In Australia people are outraged because a mother made her pilfering 10-year-old son wear a pair of Shrek ears and a sign that read, "Do not trust me. I will steal from you as I am a thief." Passersby were shocked; one even called the child safety hot line because the boy looked so embarrassed.
Diane Mayers, the woman who made the call, told The Telegraph, "A lot of people walked past and were laughing at him, including boys who would have been his age." And that warrants cries of abuse? Not in my book. While the Shrek ears are a bit strange, and it's not something that should be a first resort for discipline, if nothing else is working, I don't think public shaming is the worst thing a parent can do. Some judges have implemented similar techniques, and it's definitely more responsible than just ignoring the behavior when it won't stop.
According to the report, this mother, who hasn't been named, had tried everything to curb her son's thieving ways that have persisted for three years, even taking him to the police station and having them show him the cells and where he could one day wind up. When he recently stole some chocolate from a store, she said she decided to use the signs as a last resort.
I can't imagine getting to such a desperate place with one of my children. I like to think I never would, but if I did, I can't say I wouldn't do the same, or do almost anything to keep him or her from a life of crime. Sometimes time-outs and sweet, rationale reasoning just don't work, and if a little public humiliation does the trick, then I'd much rather see my kid suffer through that than visit them in prison someday. Some kids really need a tough wake-up call to make significant changes.

_Brief A:_ In the article about the Shrek ears, how long had the boy's stealing gone on?
_Brief B:_ Please print the part of the article about the Shrek ears starting with "According to the" and going on through "a last resort.".
_Brief C:_ List every proper name (a person, place, fictional character, or publication) that the article about the Shrek ears mentions.
The records after this point are separate material, apart from the article about the Shrek ears.

[Items stored from a collection]
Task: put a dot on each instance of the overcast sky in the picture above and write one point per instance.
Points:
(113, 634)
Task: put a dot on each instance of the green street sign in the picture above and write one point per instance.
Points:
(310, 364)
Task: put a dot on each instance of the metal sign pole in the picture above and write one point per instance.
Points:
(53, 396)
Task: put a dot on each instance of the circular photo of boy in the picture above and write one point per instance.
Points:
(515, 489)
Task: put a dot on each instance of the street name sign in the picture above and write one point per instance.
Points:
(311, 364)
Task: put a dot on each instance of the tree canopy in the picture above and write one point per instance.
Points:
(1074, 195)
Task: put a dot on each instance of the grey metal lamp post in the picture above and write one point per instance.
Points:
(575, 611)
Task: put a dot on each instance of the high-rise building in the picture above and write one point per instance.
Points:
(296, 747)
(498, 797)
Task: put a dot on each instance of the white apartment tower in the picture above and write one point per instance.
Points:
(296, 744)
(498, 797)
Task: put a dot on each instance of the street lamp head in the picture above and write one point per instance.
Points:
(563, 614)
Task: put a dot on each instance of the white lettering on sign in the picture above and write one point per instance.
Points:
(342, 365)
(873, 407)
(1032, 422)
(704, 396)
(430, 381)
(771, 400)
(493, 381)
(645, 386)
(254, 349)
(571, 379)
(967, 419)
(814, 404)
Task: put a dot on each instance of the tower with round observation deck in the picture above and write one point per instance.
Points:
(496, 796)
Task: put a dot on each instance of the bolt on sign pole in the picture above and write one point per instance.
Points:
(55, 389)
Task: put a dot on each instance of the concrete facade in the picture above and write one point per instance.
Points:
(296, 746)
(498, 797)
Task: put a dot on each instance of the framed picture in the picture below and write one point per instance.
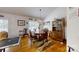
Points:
(21, 22)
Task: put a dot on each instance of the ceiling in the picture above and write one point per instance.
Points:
(29, 11)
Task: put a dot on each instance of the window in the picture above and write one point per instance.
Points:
(48, 25)
(33, 26)
(3, 25)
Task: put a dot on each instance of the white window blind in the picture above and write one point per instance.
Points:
(3, 25)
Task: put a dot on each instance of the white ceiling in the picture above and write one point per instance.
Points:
(29, 11)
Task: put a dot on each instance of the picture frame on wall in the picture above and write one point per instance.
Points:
(21, 22)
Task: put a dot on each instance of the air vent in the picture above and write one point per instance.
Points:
(1, 16)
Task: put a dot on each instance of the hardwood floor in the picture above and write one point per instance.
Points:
(24, 47)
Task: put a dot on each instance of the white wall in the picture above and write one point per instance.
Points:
(57, 13)
(73, 28)
(13, 29)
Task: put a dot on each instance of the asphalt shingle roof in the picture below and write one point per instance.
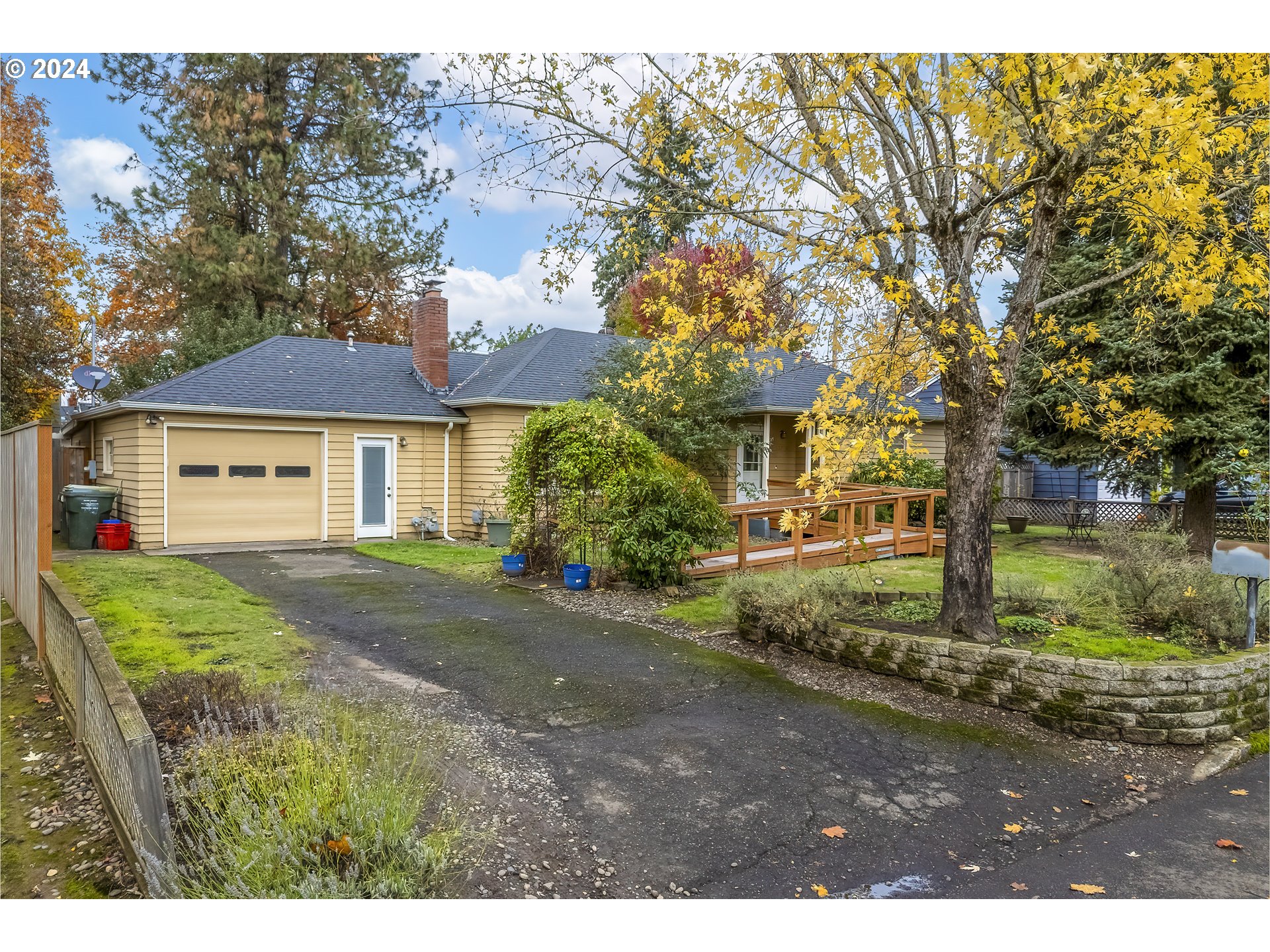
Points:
(548, 368)
(378, 380)
(310, 375)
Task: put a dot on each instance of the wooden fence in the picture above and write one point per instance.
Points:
(26, 521)
(1160, 517)
(112, 733)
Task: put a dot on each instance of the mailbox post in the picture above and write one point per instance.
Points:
(1249, 561)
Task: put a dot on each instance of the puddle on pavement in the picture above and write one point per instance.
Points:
(319, 565)
(890, 889)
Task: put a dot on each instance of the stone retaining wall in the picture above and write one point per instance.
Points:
(1158, 702)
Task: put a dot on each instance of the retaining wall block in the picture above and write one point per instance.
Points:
(929, 645)
(954, 678)
(1113, 719)
(1127, 705)
(1220, 731)
(968, 651)
(1105, 670)
(1095, 731)
(1048, 680)
(940, 688)
(981, 697)
(1052, 664)
(1188, 735)
(1010, 656)
(1144, 735)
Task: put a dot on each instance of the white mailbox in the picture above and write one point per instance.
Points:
(1249, 561)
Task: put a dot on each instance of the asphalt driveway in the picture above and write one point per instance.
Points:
(695, 766)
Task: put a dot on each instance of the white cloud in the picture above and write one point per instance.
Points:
(519, 299)
(85, 165)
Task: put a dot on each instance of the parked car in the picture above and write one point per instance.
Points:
(1227, 496)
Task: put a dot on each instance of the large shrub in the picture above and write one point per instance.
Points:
(1152, 579)
(582, 483)
(659, 516)
(343, 801)
(794, 601)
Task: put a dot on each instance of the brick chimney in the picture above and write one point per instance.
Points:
(429, 335)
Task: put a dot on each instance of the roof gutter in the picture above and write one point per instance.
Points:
(106, 409)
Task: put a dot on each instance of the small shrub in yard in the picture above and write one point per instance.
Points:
(912, 611)
(338, 803)
(794, 602)
(1023, 596)
(1025, 625)
(177, 703)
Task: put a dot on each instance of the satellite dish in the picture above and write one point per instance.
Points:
(91, 377)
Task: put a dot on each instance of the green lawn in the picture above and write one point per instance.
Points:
(704, 614)
(468, 563)
(1037, 556)
(168, 615)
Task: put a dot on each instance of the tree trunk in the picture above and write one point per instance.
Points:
(973, 430)
(1199, 517)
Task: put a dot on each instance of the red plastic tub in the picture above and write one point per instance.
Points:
(113, 536)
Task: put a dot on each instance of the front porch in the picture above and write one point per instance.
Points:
(905, 527)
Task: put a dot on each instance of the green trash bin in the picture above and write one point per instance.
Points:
(83, 508)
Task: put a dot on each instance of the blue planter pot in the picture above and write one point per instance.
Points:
(577, 576)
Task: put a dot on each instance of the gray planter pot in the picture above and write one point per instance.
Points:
(499, 532)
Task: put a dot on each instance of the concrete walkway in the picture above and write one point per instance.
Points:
(698, 767)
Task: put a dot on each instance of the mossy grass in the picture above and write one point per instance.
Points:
(1082, 643)
(466, 563)
(169, 615)
(23, 731)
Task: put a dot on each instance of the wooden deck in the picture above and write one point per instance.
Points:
(842, 530)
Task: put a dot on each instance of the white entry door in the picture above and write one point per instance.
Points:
(374, 477)
(751, 479)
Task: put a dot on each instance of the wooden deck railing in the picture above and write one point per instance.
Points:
(842, 528)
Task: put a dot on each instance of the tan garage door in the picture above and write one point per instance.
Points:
(239, 485)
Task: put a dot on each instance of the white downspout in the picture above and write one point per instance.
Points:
(444, 491)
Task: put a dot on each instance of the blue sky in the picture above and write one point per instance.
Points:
(495, 277)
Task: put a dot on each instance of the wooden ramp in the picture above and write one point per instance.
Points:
(842, 530)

_Your response A:_ Three years.

_Your response B:_
According to the report, this mother, who hasn't been named, had tried everything to curb her son's thieving ways that have persisted for three years, even taking him to the police station and having them show him the cells and where he could one day wind up. When he recently stole some chocolate from a store, she said she decided to use the signs as a last resort.

_Your response C:_ Australia, Shrek, Diane Mayers, The Telegraph